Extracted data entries
──────

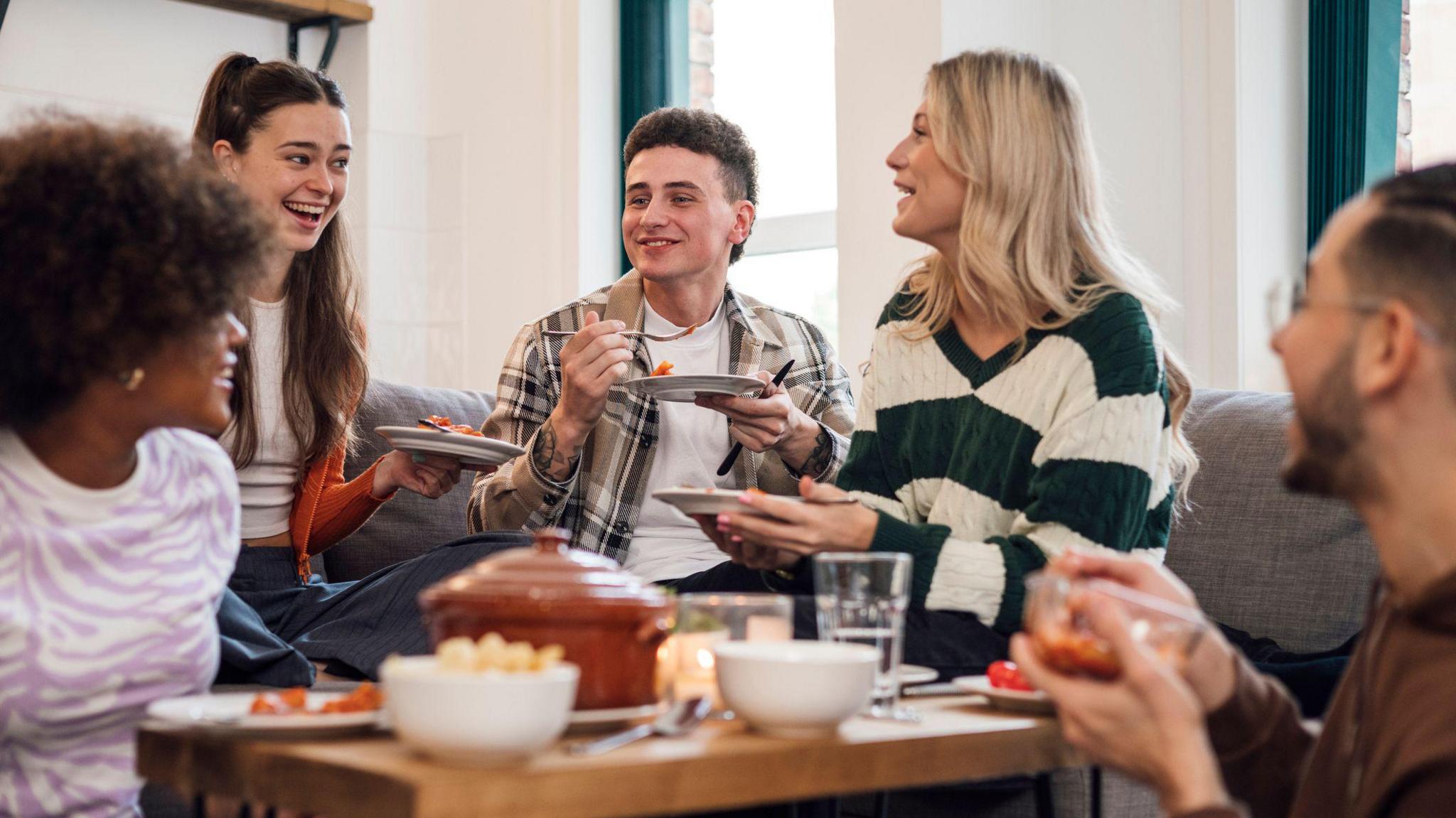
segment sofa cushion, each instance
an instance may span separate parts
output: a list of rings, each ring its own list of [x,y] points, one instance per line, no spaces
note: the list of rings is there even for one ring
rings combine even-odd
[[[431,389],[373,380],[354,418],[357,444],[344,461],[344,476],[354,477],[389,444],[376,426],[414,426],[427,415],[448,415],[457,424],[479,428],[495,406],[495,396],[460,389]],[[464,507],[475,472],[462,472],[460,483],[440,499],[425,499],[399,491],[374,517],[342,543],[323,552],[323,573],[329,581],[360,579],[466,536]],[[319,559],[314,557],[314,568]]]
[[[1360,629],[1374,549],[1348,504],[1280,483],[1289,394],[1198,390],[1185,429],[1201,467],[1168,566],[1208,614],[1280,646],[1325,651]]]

──────

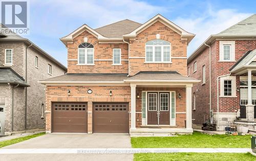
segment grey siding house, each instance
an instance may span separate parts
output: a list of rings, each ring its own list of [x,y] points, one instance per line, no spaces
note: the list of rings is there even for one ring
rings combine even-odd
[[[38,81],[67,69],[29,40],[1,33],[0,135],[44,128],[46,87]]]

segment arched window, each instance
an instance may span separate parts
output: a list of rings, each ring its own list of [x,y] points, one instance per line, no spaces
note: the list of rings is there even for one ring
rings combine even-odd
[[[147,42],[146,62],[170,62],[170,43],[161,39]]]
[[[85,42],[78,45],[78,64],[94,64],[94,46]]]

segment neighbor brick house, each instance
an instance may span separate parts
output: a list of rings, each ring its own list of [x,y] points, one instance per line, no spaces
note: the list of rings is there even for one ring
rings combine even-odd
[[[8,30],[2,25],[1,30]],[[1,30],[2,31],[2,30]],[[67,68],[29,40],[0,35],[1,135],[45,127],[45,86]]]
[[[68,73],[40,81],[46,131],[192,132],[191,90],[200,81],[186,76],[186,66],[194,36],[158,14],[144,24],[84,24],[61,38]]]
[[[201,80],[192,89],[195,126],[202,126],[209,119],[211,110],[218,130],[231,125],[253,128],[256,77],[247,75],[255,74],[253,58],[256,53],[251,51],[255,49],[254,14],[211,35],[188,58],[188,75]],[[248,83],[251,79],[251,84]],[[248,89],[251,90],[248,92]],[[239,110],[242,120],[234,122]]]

──────

Given problem: Rewrite the lines of the entries between the line holding "segment grey siding house, each instance" and the line holding "[[[38,81],[67,69],[29,40],[1,33],[0,135],[44,128],[46,87]]]", inclusive, with "separate" changed to "disconnected" and everything else left unchanged.

The reply:
segment grey siding house, each instance
an instance may span disconnected parts
output: a list of rings, each ring its own list of [x,y] points, one instance per line, no spaces
note: the list of rings is there even for one ring
rings combine even-odd
[[[38,81],[67,69],[29,40],[1,33],[0,135],[44,128],[46,87]]]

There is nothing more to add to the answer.